OOC; Sorry for short post, but i have nothing else to say and no time.. :/


----------



## jonileth (Feb 1, 2012)

Seraphim watched as the team improvised firing positions and defensive barriers. Had she not seen it happen time and time again, she might have been impressed with the team’s ability to get things done. She was not, however, seeing them work for the first time and merely watched with a content smirk gracing her lips.

The Inquisitor watched as the landing pad became a veritable fortress against assault, a feat that took nearly the entire local afternoon. In that time, Splitpaw had returned and provided Sera with the book he’d discovered. She flipped through the pages at first without seeming to take any real interest in it. By the middle of the book, however, the Inquisitor was starting to slow, taking notice of things. As the last few pages slipped by, Seraphim frowned and slammed the book shut.

“Gentlemen, make sure you keep your eyes open,” the woman growled over the vox.

_ _ _

» Task a:
Copy the records from their first line through the line containing "x=557, y=197", including both.
The forum post and the records have nothing to do with each other.

» Records for the exercise:
_ _ _

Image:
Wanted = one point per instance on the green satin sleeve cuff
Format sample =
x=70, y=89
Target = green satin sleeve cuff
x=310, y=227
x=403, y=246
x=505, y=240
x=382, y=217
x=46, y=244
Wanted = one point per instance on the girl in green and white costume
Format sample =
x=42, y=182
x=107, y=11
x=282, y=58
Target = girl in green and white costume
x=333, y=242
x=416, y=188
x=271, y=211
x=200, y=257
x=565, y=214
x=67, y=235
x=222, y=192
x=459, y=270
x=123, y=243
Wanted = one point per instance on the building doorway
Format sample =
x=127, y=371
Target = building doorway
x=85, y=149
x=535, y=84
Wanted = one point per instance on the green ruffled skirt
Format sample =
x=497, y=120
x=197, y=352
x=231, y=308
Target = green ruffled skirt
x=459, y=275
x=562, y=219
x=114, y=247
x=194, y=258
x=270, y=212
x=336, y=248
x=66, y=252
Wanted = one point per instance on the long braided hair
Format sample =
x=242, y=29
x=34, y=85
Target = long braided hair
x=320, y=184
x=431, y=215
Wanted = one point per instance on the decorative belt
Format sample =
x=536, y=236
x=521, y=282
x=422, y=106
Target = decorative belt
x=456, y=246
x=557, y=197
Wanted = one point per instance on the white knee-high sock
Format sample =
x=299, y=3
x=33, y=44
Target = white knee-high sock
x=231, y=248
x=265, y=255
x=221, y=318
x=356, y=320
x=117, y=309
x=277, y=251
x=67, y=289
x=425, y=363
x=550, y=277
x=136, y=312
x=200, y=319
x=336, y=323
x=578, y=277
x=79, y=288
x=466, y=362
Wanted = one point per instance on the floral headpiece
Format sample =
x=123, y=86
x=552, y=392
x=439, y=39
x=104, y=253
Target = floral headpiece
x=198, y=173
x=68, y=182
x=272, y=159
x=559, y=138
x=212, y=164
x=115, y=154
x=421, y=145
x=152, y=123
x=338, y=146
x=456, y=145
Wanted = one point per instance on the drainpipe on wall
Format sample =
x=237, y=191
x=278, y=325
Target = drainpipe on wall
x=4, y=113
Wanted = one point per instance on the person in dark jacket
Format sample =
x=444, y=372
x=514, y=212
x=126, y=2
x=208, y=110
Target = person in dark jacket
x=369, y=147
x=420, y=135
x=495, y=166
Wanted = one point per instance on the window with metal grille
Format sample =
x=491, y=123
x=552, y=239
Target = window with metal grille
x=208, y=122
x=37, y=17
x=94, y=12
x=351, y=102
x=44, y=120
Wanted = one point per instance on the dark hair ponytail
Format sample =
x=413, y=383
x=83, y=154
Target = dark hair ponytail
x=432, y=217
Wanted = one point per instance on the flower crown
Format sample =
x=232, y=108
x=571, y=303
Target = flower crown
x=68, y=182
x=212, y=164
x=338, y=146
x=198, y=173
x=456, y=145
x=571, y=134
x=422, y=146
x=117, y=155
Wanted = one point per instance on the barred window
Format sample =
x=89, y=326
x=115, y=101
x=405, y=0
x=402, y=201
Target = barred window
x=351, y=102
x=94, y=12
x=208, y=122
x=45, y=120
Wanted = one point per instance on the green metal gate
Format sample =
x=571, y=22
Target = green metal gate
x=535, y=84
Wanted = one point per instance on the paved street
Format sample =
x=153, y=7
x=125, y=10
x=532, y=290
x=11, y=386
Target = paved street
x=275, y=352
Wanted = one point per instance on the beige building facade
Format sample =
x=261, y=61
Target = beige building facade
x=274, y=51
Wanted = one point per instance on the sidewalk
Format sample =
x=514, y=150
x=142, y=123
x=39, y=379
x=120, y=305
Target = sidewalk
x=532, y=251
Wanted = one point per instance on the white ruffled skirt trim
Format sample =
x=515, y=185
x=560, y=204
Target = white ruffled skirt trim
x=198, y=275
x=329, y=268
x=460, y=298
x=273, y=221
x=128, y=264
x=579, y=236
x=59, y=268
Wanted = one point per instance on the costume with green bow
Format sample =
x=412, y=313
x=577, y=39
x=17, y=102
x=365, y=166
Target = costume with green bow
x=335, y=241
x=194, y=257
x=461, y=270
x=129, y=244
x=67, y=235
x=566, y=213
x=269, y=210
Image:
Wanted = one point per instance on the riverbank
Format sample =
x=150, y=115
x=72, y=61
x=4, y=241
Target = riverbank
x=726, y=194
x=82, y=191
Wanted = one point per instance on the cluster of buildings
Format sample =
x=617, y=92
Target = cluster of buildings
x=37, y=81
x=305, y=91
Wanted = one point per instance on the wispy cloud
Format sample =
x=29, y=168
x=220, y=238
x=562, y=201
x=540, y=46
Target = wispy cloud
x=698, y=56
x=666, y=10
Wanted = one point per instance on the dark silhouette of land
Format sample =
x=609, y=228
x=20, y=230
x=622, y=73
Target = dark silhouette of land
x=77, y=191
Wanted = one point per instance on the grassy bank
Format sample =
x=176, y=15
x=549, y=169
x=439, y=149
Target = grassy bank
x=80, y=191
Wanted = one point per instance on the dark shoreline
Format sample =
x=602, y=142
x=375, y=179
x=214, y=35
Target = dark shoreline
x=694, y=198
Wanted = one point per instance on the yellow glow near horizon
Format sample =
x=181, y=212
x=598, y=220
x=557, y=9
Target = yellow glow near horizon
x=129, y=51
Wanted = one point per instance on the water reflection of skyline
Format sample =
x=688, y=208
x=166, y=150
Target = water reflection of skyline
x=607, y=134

_ _ _

» Task b:
List each sentence of the forum post's paragraph that starts with "The Inquisitor watched as the landing pad," one per line.

» Worked answer a:
Image:
Wanted = one point per instance on the green satin sleeve cuff
Format sample =
x=70, y=89
Target = green satin sleeve cuff
x=310, y=227
x=403, y=246
x=505, y=240
x=382, y=217
x=46, y=244
Wanted = one point per instance on the girl in green and white costume
Format sample =
x=42, y=182
x=107, y=11
x=282, y=58
Target = girl in green and white costume
x=333, y=242
x=416, y=188
x=271, y=211
x=200, y=257
x=565, y=214
x=67, y=235
x=222, y=192
x=459, y=270
x=123, y=243
Wanted = one point per instance on the building doorway
Format sample =
x=127, y=371
Target = building doorway
x=85, y=149
x=535, y=84
Wanted = one point per instance on the green ruffled skirt
Format sample =
x=497, y=120
x=197, y=352
x=231, y=308
Target = green ruffled skirt
x=459, y=275
x=562, y=219
x=114, y=247
x=194, y=258
x=270, y=212
x=336, y=248
x=66, y=252
Wanted = one point per instance on the long braided hair
Format sample =
x=242, y=29
x=34, y=85
Target = long braided hair
x=320, y=184
x=431, y=215
Wanted = one point per instance on the decorative belt
Format sample =
x=536, y=236
x=521, y=282
x=422, y=106
Target = decorative belt
x=456, y=246
x=557, y=197

» Worked answer b:
The Inquisitor watched as the landing pad became a veritable fortress against assault, a feat that took nearly the entire local afternoon.
In that time, Splitpaw had returned and provided Sera with the book he'd discovered.
She flipped through the pages at first without seeming to take any real interest in it.
By the middle of the book, however, the Inquisitor was starting to slow, taking notice of things.
As the last few pages slipped by, Seraphim frowned and slammed the book shut.